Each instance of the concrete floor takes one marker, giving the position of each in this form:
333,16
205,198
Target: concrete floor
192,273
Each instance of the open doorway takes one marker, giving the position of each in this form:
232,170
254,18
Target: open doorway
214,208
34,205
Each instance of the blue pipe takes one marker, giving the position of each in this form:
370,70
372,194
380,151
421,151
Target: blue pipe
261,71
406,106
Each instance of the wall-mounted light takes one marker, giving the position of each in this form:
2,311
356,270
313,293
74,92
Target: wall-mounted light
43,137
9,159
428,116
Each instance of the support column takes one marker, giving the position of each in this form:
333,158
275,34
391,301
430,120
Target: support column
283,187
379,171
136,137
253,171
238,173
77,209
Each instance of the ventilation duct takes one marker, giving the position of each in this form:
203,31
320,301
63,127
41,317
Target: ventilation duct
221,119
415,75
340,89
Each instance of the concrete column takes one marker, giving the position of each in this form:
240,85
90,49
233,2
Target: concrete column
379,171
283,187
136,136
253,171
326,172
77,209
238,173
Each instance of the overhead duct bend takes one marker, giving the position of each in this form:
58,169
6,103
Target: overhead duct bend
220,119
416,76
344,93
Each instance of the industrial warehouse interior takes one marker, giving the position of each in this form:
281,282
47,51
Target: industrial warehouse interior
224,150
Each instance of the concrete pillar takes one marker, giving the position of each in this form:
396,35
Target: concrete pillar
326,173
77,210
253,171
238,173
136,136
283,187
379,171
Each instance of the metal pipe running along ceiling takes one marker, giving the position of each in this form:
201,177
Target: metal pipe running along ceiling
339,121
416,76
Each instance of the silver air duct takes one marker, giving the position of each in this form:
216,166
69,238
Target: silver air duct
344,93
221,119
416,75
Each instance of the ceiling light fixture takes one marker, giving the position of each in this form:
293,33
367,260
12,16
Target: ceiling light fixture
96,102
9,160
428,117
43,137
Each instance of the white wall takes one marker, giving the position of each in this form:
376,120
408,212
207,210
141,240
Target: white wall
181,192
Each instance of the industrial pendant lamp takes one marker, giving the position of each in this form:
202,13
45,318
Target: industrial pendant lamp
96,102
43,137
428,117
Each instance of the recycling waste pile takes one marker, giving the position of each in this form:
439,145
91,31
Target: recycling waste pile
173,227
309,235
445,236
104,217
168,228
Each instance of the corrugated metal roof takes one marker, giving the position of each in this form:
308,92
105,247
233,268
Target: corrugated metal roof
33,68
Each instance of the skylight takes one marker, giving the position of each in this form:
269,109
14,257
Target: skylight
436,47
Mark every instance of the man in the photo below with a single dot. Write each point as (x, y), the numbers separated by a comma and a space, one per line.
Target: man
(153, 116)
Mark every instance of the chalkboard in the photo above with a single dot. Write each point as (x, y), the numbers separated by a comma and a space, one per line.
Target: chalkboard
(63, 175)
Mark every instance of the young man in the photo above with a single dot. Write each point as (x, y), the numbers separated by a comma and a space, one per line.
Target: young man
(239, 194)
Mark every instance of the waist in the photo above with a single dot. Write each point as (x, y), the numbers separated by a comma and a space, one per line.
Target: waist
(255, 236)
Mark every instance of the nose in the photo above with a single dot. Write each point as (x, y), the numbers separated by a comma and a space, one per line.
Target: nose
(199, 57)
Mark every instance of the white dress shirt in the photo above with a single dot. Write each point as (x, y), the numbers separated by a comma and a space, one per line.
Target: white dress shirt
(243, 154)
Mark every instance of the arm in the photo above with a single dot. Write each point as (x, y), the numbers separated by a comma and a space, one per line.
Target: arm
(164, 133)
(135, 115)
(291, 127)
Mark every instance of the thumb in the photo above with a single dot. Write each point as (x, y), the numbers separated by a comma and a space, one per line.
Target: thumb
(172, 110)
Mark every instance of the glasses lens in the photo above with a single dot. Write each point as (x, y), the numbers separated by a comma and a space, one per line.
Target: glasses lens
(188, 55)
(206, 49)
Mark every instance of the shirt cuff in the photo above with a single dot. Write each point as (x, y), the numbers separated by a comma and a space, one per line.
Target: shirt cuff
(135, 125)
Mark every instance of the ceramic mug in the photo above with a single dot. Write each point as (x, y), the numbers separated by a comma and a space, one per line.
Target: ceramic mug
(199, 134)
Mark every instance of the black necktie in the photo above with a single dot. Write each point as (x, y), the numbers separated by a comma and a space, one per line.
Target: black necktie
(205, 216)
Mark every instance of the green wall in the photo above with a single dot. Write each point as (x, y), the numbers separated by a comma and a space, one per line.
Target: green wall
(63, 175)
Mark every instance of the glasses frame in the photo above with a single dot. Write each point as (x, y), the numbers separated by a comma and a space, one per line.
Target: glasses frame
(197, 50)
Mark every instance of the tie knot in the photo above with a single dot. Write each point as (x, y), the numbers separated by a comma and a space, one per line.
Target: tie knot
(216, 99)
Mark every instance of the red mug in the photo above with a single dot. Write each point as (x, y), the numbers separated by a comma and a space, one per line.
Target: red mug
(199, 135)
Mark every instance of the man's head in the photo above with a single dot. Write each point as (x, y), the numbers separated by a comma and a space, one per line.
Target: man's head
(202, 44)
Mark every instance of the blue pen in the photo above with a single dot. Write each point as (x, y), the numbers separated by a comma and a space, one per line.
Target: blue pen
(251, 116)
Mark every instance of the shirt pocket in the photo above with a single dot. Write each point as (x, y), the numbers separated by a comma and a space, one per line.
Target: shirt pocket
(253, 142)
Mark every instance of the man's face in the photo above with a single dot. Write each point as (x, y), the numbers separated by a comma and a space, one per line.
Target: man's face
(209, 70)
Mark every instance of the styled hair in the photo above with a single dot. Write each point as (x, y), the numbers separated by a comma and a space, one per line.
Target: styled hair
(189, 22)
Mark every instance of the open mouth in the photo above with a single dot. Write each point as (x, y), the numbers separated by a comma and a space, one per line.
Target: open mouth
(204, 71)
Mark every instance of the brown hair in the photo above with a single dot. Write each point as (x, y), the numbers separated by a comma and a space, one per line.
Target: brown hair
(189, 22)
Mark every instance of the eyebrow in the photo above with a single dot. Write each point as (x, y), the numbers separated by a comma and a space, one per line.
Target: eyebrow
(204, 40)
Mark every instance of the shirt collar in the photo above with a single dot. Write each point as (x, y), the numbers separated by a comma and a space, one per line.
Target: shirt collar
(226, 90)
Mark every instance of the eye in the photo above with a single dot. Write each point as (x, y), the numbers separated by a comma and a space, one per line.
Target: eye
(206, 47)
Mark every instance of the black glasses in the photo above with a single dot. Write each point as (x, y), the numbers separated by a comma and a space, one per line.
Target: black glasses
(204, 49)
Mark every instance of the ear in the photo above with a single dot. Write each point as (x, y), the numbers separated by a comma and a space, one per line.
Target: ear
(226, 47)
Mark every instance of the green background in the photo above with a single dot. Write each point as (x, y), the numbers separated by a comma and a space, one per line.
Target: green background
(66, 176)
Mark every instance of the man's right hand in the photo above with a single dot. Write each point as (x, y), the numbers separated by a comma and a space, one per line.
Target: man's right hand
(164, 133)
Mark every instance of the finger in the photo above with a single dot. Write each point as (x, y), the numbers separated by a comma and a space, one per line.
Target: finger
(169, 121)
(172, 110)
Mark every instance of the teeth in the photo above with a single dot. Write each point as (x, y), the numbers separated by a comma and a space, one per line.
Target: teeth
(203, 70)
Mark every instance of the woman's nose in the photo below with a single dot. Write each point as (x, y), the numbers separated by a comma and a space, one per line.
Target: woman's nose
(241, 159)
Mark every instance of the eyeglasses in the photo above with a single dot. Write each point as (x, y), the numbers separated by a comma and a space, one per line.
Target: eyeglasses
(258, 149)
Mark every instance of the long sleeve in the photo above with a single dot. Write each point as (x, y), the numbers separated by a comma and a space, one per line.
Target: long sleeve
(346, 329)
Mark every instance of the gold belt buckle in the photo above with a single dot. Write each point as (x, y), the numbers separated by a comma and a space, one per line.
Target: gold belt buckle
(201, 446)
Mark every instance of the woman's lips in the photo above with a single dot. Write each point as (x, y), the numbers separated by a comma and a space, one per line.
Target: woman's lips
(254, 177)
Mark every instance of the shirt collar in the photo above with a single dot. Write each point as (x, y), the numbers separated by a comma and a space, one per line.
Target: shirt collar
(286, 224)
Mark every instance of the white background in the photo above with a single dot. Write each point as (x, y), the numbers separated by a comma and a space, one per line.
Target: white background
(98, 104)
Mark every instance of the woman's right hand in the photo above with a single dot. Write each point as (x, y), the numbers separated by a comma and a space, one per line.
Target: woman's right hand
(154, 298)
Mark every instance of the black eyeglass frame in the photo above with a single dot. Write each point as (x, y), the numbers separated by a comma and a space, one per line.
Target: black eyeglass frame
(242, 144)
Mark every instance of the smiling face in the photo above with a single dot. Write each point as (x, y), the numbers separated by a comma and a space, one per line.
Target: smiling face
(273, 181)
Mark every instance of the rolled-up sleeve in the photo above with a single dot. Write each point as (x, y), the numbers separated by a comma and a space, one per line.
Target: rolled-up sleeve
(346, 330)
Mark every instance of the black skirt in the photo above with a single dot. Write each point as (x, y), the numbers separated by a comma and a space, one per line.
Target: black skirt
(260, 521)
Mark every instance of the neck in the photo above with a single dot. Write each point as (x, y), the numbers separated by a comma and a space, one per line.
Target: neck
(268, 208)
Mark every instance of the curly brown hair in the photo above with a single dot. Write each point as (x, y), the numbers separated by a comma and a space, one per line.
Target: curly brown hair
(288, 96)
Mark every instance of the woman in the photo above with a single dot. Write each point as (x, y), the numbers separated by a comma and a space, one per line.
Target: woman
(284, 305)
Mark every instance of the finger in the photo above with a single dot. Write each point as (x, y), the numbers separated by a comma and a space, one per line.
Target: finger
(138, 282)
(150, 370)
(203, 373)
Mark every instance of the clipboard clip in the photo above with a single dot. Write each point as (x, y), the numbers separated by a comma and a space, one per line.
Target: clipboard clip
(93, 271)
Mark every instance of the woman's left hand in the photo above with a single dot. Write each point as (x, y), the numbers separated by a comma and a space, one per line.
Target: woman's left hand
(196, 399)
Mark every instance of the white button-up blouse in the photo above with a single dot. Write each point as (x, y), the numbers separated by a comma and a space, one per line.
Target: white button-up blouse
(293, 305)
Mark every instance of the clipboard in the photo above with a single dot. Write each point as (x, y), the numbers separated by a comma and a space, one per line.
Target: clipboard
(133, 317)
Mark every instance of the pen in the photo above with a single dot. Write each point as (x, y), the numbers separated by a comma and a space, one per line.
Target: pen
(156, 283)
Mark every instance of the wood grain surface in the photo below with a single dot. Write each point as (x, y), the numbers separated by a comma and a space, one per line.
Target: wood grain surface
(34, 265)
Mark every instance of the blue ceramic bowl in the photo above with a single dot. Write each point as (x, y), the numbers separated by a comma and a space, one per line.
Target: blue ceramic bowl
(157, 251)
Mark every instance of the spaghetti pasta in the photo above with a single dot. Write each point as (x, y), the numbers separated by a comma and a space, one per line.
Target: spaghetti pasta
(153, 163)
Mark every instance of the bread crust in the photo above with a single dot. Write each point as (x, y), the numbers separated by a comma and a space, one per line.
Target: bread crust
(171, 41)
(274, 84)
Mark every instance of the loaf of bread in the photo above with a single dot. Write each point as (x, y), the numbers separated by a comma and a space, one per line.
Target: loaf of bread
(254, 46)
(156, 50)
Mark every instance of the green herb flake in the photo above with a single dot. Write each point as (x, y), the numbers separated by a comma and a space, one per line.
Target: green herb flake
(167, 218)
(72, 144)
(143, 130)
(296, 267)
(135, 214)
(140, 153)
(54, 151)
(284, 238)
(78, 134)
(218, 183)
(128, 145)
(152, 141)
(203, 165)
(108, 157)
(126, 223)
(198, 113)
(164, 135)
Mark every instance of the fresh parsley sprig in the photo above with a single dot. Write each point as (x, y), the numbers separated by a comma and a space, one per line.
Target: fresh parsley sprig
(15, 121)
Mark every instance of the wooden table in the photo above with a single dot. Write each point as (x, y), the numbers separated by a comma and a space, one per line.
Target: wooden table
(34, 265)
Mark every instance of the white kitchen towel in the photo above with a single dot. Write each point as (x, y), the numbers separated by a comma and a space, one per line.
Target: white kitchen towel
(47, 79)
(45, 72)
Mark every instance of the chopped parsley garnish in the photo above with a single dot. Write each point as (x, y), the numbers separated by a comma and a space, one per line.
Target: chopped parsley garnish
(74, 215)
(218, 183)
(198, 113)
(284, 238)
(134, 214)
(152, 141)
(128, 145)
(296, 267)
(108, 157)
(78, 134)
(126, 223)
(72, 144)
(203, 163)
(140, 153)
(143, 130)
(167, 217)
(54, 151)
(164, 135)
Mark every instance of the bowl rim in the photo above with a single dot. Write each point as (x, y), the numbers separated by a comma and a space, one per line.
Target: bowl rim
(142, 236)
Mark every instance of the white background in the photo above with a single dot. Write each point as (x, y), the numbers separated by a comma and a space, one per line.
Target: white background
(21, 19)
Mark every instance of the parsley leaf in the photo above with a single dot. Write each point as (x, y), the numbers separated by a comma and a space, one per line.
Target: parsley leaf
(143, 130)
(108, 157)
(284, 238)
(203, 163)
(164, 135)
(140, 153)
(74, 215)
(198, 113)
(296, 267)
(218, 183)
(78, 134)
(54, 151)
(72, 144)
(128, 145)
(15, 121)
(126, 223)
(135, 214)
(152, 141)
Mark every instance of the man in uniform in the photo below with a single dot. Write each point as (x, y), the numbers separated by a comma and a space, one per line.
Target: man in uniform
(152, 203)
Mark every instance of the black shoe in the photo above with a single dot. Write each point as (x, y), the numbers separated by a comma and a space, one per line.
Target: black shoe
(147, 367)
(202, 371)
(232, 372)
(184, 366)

WHAT THE EXERCISE ASKS: With the line containing "Mark every instance of the parsley" as the start, transcribe each line through the end of the listing above, exactly and only.

SOLUTION TO THIS PROBLEM:
Mark every instance of the parsley leaf in the photo above with a single dot. Write each point as (x, y), the numbers separated by a comma and a space, one per line.
Target: parsley leaf
(143, 130)
(108, 157)
(284, 238)
(203, 163)
(164, 135)
(140, 153)
(74, 215)
(198, 113)
(296, 267)
(218, 183)
(78, 134)
(54, 151)
(72, 144)
(128, 145)
(15, 121)
(126, 223)
(135, 214)
(152, 141)
Mark every instance of the man in uniform in the photo below with a single dot. Write each point as (x, y), the numbers separated by a comma and a space, one per line.
Target: man in uniform
(152, 203)
Mark every instance of the black shoe in the photo above with a single dot. Write each point as (x, y), the numbers separated by a comma and a space, one per line.
Target: black shoe
(147, 367)
(202, 371)
(232, 372)
(184, 366)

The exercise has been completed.